§ **INSTRUCTION**
Rewrite the items below with "Prove me wrong" changed to "Show me" wherever it appears, keeping everything else the same.

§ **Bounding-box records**
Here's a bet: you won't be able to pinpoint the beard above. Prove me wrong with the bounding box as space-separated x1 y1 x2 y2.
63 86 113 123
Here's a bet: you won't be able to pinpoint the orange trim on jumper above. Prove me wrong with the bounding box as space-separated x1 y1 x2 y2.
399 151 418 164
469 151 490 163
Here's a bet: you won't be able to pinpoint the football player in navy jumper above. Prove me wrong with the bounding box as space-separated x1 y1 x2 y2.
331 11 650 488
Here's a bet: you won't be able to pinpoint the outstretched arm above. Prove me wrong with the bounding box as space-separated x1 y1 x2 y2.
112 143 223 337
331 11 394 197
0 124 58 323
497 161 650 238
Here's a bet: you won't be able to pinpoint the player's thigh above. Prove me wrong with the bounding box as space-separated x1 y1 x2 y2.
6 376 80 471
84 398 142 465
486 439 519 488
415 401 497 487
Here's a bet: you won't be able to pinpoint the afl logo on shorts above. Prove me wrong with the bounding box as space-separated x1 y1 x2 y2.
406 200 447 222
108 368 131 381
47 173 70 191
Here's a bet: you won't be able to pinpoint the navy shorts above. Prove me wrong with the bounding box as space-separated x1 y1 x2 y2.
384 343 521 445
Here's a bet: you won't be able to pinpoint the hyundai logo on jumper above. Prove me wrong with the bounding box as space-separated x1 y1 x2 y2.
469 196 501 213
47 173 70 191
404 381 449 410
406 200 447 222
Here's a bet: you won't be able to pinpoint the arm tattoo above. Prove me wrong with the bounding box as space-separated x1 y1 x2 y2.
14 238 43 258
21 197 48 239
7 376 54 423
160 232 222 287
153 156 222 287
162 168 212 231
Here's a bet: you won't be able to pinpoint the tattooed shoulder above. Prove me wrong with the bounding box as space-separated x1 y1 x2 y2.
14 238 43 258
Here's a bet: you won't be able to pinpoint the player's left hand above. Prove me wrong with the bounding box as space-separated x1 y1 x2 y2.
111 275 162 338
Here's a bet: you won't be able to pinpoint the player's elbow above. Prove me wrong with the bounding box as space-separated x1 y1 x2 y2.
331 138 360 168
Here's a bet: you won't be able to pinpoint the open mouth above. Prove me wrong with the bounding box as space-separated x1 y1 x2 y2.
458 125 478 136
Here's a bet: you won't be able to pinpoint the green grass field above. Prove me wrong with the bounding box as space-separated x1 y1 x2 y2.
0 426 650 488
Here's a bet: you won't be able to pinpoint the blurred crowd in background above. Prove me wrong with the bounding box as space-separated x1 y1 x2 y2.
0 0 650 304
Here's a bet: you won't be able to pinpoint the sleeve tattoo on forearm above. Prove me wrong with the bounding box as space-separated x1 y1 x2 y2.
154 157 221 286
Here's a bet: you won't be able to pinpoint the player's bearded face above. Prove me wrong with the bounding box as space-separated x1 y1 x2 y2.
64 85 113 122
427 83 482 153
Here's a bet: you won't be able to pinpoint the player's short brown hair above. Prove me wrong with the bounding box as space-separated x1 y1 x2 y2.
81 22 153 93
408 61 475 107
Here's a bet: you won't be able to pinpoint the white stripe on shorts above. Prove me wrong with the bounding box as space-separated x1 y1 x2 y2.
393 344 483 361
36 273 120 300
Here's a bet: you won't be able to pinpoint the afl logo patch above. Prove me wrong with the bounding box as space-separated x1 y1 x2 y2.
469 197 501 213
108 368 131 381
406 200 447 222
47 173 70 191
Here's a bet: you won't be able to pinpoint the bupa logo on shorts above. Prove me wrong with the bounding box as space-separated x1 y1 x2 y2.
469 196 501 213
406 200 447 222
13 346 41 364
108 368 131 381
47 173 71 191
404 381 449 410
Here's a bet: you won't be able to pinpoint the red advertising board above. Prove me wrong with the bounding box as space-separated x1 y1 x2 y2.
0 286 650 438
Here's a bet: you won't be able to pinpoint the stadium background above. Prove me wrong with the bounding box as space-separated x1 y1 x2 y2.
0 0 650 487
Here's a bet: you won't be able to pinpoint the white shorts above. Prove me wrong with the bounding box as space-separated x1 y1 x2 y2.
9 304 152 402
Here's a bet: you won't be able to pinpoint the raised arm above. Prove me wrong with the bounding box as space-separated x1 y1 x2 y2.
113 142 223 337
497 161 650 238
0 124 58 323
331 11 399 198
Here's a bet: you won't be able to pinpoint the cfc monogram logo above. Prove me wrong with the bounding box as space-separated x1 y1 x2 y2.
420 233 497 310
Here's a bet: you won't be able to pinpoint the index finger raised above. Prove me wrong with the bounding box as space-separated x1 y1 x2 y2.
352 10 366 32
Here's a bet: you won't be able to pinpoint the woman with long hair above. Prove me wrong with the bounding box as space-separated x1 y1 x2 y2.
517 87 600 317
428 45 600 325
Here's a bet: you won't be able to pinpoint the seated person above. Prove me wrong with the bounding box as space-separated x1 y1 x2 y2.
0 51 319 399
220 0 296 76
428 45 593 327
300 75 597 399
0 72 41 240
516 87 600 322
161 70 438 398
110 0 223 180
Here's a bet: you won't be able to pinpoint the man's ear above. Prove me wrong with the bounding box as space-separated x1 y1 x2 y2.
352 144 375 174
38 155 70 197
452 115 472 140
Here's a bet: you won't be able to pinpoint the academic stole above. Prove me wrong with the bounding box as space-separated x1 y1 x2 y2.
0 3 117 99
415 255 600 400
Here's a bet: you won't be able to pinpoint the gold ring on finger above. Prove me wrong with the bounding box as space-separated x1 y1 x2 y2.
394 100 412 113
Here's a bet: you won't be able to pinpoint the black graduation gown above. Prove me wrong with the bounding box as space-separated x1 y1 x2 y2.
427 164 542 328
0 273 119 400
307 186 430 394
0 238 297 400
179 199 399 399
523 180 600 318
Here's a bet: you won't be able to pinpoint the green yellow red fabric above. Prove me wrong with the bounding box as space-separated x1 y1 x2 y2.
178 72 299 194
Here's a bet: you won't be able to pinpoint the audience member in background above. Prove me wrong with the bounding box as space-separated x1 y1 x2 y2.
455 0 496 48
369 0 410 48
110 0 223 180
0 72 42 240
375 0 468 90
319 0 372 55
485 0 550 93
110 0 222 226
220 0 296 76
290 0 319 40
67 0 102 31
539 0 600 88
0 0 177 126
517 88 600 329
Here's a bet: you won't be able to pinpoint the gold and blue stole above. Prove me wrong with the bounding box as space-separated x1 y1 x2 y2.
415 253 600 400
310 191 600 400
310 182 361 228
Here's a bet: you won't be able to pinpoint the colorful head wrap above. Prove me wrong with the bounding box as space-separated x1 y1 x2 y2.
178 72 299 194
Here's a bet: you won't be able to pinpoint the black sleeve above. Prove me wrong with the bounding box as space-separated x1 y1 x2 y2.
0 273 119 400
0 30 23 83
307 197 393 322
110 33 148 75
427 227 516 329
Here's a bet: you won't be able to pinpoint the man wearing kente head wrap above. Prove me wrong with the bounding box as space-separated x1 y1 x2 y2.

§ **SOLUTION FOR THIS TASK**
Here's a bet: you won't be able to pinpoint the beard above. Show me with the bounding box as space-separated x1 y1 x2 y2.
63 86 113 123
Here's a bet: you won't be able to pinpoint the orange trim on jumper above. Show me with the bounding box as space-separated x1 y1 x2 y2.
399 151 418 164
469 151 490 163
Here's a bet: you won't be able to pinpoint the football player in navy jumper above. Show me with the bounding box as space-separated x1 y1 x2 y2.
331 11 650 488
Here's a bet: you won't be able to pinpoint the outstretched arm above. Show me with the bounding box as space-separated x1 y1 x2 y2.
112 143 223 337
331 11 394 197
0 124 58 323
497 161 650 238
Here's a bet: you won't be able to pinpoint the player's thigh above. Show me with the bounding box as space-separated x1 y1 x2 y2.
6 376 80 471
84 398 142 465
486 439 519 488
415 401 497 487
Here's a bet: you won't be able to pinpoint the afl logo on shorts above. Show me with the bounding box as space-separated x1 y1 x2 y2.
406 200 447 222
108 368 131 381
47 173 70 191
Here's a bet: you won't be able to pinpoint the navy shorts above. Show me with the bounding box as space-separated x1 y1 x2 y2.
384 343 521 445
Here's a bet: you won't be able to pinpoint the hyundai logo on jumper above. Show me with the bounding box as space-separated x1 y1 x2 y2.
469 196 501 213
47 173 70 191
404 381 449 410
406 200 447 222
Here's a bet: you won't be able to pinpoint the arm tattoo above. Show me with the bounding box as space-separated x1 y1 x2 y2.
14 238 43 258
21 197 48 239
7 376 54 423
160 232 222 287
153 156 222 287
162 168 212 231
Here's a bet: you won't be able to pinpoint the tattooed shoulder above. Show me with the bounding box as space-separated x1 y1 x2 y2.
14 238 43 258
Here's a bet: you won't be able to pinpoint the player's left hand above. Show me with the bounding box as space-separated x1 y1 x2 y2.
111 275 162 338
Here's a bet: you won't be able to pinpoint the player's elbow above. Show me with the bounding box as space-separated x1 y1 x2 y2.
331 138 360 168
Here's a bet: you won't be able to pinpoint the open mouth above. Show me with the bounding box as space-separated x1 y1 x2 y2.
458 125 478 136
Here's a bet: you won't be able to pinpoint the green grass field above. Show me with the bounding box as space-separated x1 y1 x2 y2.
0 426 650 488
Here's a bet: you won't be able to pinpoint the blurred crowd in background above. Show me with the bounding box as space-separated x1 y1 x2 y2.
0 0 650 304
Here's a bet: you won't be able to pinpoint the sleeve tattoo on forearm above. Show me with the bounding box as space-separated x1 y1 x2 y2.
154 157 221 286
Here's a bet: you won't be able to pinpoint the player's bearded face above. Show me with the bounding box as space-separated x1 y1 x2 y2.
64 85 113 122
427 83 482 153
Here's a bet: you won't be able to pinpoint the player's short brown hair above. Show me with the bounding box as space-separated x1 y1 x2 y2.
81 22 153 93
408 61 475 107
Here's a bet: you won't be able to pinpoint the white stripe on shorts above. Show me with the bounding box as space-separated x1 y1 x2 y2.
393 344 483 361
36 273 120 300
Here's a bet: you won't be able to pinpoint the afl logo patch above. Show me with the bounding box as space-separated x1 y1 x2 y2.
469 197 501 213
108 368 131 381
406 200 447 222
47 173 70 191
Here's a bet: you won't be able to pinpoint the bupa logo on shorts above. Show me with the bounding box as space-separated x1 y1 x2 y2.
469 196 501 213
406 200 447 222
13 346 41 364
108 368 131 381
47 173 71 191
404 381 449 410
Here's a bet: you won't be able to pinpoint the red advertising board above. Show me with the bounding box as space-separated x1 y1 x2 y2.
0 286 650 438
Here's a bet: you won't be able to pinpoint the stadium background above. Show me with the bounding box as space-separated x1 y1 x2 y2.
0 0 650 487
Here's a bet: you won't be able to pinpoint the white shorts above. Show me with the bounding box as space-separated x1 y1 x2 y2.
9 304 152 402
Here's a bet: you won't be able to pinpoint the raised arm above. Show me with the bounding box as space-separated x1 y1 x2 y2.
113 142 223 337
497 161 650 238
0 124 58 323
331 11 399 198
Here's a bet: you won't be able to pinpoint the cfc monogram logo above. Show me with the bounding box as space-separated x1 y1 x2 y2.
420 233 497 310
Here's a bet: you won't be able to pinpoint the index finger raised above. Show me with the bounding box as space-separated x1 y1 x2 y2.
352 10 366 32
Here's a bet: you won't be able to pinpoint the woman with long hair above. Show me with the bounding box as space-separated x1 y1 x2 y2.
517 87 600 317
428 45 600 325
Here's a bet: you won't be able to pinpoint the seated person above. Show me with the bounding box as space-separated x1 y1 x2 y2.
0 51 319 399
220 0 296 76
428 45 593 327
300 75 597 399
0 72 41 240
516 87 600 322
161 70 438 398
110 0 223 180
Here's a bet: you won't be able to pinpoint the man's ear above. Show me with the bounding box as space-separated x1 y1 x2 y2.
352 144 375 174
38 155 70 197
452 115 472 140
Here's a bet: you won't be able to pinpoint the academic stole above. Show me with the bounding box as space-separated x1 y1 x2 y2.
0 3 117 99
415 255 600 400
Here's a bet: you won't be able to pinpoint the gold ring on finger above. Show me with the bounding box as space-separated x1 y1 x2 y2.
394 100 412 113
Here's a bet: you won't be able to pinpoint the black graduation gown above. Show me with the bounding box as space-separated x1 y1 x2 y2.
427 164 542 328
0 273 119 400
307 186 430 394
0 238 297 400
179 199 399 399
523 180 600 318
Here's a bet: you won't be able to pinpoint the green yellow red fabric above. Show me with the bounding box as space-separated x1 y1 x2 y2.
178 72 299 194
Here's a bet: you won't be able to pinpoint the audience member in background above. Show me with the bounding box as space-separated x1 y1 x2 y2.
455 0 496 48
369 0 410 48
110 0 223 180
0 72 42 240
375 0 468 90
319 0 372 55
485 0 550 93
110 0 222 226
220 0 296 76
290 0 319 40
67 0 102 31
539 0 600 88
0 0 177 126
517 88 600 329
Here's a bet: you won't be able to pinpoint the gold and blue stole above. Show me with the bounding box as space-separated x1 y1 x2 y2.
415 253 600 400
310 191 600 400
310 182 361 228
Here's a bet: you won't be able to pinpoint the colorful head wrap above. Show me with the bounding box as space-separated x1 y1 x2 y2.
178 72 299 194
Here's a bet: you won't be able to pinpoint the black sleeve above. Show me with the bounding box as space-separated x1 y1 x2 y2.
0 273 119 400
0 30 23 83
307 197 393 322
110 33 148 75
427 227 516 329
Here's a bet: you won't be able to pinpoint the man wearing kente head wrap above. Show me with the bounding box as space-separated x1 y1 x2 y2.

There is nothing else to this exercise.